◆ **HOW TO COMPLETE THIS TASK**
Pull each line holding "leaf" out of the entries below.

◆ **STUDY MATERIAL**

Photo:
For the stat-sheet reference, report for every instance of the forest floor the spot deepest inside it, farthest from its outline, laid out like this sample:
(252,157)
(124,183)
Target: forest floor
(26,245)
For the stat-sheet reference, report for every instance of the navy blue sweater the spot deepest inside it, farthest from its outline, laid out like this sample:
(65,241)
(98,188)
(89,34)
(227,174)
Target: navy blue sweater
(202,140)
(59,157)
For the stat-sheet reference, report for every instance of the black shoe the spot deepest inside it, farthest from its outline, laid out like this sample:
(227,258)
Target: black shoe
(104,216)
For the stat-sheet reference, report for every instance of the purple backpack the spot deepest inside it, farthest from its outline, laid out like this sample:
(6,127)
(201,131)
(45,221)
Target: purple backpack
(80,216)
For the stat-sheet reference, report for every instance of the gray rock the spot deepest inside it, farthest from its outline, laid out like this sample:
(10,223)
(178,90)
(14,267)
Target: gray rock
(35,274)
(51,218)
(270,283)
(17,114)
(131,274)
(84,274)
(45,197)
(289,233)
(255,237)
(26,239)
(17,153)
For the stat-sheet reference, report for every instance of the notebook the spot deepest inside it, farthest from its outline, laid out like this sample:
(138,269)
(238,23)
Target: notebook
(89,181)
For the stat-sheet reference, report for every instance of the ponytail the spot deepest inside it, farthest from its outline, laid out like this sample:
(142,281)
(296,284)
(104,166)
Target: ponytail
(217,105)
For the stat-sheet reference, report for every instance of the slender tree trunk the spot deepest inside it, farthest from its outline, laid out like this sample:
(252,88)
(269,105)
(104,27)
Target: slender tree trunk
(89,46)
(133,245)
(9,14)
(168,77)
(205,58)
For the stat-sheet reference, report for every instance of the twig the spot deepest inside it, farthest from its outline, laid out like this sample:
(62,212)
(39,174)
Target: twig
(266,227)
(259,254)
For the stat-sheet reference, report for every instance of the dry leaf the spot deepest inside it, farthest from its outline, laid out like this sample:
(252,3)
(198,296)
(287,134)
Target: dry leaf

◆ **WRITTEN ANSWER**
For the stat-sheet reference, report for every instance of the dry leaf the spot deepest inside it, farthest from its outline, laid out like this sample:
Target: dry leaf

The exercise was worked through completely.